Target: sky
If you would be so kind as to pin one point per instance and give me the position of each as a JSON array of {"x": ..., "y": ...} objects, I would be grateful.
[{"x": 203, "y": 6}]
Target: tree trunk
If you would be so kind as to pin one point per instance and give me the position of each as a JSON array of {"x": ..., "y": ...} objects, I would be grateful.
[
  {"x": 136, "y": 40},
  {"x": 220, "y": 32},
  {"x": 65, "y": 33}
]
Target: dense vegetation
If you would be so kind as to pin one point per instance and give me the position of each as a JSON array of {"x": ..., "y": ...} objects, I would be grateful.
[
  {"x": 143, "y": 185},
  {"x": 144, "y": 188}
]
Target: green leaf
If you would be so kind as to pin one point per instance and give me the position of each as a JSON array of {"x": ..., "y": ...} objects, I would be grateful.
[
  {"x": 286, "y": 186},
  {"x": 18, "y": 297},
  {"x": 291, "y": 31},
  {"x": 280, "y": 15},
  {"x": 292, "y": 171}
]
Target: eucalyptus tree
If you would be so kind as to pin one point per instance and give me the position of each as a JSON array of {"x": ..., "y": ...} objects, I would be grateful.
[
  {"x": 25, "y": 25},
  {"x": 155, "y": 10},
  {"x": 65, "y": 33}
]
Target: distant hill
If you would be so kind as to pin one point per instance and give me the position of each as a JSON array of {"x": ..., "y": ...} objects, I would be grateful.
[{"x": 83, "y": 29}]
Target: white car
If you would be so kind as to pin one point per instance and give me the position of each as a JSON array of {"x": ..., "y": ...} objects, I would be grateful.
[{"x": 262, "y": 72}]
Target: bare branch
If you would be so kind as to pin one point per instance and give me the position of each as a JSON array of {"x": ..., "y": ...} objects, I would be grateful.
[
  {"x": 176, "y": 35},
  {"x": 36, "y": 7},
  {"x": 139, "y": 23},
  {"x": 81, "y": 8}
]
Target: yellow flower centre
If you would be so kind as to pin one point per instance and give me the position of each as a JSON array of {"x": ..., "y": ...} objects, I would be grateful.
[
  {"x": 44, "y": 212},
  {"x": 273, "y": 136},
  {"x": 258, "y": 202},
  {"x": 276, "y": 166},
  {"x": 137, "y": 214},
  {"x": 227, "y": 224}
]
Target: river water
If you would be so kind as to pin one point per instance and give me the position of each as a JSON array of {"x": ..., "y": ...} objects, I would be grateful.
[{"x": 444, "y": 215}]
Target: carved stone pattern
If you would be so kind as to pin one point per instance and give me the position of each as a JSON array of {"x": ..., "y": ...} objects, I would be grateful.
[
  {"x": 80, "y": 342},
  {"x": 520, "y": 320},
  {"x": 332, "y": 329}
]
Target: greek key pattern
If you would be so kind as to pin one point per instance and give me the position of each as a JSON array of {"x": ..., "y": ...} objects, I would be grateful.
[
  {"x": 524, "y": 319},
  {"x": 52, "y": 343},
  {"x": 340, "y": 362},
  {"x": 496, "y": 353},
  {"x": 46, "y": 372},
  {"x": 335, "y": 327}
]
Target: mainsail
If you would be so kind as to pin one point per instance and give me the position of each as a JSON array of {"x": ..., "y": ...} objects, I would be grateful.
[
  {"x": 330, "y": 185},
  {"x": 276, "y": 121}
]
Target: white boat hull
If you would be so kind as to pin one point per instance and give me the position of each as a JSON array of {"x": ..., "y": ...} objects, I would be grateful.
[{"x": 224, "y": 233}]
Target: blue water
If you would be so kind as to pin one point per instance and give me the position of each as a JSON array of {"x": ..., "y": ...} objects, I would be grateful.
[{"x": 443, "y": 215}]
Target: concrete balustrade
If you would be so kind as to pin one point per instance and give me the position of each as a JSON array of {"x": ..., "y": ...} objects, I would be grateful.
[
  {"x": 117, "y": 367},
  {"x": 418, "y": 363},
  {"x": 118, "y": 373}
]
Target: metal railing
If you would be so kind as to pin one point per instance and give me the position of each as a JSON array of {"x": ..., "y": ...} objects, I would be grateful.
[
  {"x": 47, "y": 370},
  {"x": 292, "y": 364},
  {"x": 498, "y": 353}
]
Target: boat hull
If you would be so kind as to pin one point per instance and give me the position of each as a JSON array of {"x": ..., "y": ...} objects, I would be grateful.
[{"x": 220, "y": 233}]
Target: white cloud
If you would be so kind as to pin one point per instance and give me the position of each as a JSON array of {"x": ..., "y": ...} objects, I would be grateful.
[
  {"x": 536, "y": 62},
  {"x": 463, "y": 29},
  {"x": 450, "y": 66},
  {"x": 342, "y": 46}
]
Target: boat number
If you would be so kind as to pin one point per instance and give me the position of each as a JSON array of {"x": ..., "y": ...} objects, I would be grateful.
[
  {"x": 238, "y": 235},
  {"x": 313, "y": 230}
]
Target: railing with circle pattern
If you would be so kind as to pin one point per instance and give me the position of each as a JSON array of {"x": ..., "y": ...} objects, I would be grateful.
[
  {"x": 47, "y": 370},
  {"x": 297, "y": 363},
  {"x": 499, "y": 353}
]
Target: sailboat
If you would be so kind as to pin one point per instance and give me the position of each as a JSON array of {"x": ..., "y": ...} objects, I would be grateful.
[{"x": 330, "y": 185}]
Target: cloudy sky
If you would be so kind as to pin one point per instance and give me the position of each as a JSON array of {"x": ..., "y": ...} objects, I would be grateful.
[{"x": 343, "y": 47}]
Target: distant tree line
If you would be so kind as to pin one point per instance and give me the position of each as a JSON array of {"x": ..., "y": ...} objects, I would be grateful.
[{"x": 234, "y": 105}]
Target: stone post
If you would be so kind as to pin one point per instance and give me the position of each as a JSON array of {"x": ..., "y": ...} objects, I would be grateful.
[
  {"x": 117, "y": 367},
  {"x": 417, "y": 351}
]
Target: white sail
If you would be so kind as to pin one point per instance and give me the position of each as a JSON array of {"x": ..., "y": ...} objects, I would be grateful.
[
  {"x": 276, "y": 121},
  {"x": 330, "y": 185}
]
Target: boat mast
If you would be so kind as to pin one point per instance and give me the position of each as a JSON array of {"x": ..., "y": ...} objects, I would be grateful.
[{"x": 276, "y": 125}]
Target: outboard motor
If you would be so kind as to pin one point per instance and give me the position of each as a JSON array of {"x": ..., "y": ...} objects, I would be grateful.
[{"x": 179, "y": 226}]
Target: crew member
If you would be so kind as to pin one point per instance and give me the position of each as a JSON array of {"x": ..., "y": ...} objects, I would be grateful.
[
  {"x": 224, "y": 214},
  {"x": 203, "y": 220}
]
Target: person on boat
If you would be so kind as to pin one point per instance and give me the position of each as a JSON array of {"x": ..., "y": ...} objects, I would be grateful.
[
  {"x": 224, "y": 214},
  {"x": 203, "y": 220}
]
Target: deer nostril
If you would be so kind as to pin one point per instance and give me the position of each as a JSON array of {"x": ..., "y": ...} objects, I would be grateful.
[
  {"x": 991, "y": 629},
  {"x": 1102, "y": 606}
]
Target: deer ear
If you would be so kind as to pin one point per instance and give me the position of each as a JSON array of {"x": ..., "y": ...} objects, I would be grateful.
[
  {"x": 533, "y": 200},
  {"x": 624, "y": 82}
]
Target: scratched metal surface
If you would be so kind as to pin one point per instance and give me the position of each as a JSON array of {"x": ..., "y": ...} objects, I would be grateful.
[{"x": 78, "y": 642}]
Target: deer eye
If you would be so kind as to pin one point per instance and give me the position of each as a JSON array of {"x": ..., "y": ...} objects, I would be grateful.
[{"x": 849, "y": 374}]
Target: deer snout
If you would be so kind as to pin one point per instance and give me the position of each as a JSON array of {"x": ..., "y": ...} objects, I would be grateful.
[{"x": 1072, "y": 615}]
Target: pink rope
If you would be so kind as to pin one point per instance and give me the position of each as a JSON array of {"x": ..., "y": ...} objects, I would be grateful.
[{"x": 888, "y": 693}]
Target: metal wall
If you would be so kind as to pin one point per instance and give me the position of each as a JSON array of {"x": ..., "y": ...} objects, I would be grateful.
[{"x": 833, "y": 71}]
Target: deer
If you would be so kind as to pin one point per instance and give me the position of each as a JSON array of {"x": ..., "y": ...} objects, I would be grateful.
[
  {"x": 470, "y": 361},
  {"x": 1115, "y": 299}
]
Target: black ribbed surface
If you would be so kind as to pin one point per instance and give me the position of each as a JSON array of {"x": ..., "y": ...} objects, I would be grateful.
....
SET EXERCISE
Copy only the stretch running from the line containing "Target: scratched metal surface" to the final line of the entries, both ends included, exactly as it stands.

COMPLETED TASK
Target: scratched metal surface
If you would be so kind as to pin one point per instance and give me the position of each as a JSON array of {"x": ..., "y": ...} objects, I would be grateful.
[{"x": 78, "y": 642}]
Target: deer eye
If you would be so kind as to pin one point per instance and give me the position of each as a JSON array of {"x": ..., "y": ...} objects, I would be grateful.
[{"x": 849, "y": 374}]
Target: deer snout
If you would be so kind as to pin one point per instance and give me the position of each as a JSON array of {"x": ..., "y": ...} objects, I would be grateful.
[{"x": 1072, "y": 615}]
Target: pink rope
If you would be so kind as to pin one point per instance and give me the position of each as a JSON array of {"x": ..., "y": ...} objects, I would be grateful.
[{"x": 888, "y": 693}]
Target: metal wall
If you would be so kind as to pin one point per instance and give me the position of each as a JSON array of {"x": ..., "y": ...} objects, I would be grateful.
[{"x": 833, "y": 71}]
Target: deer
If you would be so kind as to pin one point per instance and give me the position of each as a JSON array of {"x": ..., "y": ...} objects, I would be grateful.
[
  {"x": 470, "y": 361},
  {"x": 1115, "y": 299}
]
Target: black ribbed surface
If you would be so kind as to pin one point per instance and give me the position of each as a JSON array of {"x": ..., "y": ...} objects, I would be grateful.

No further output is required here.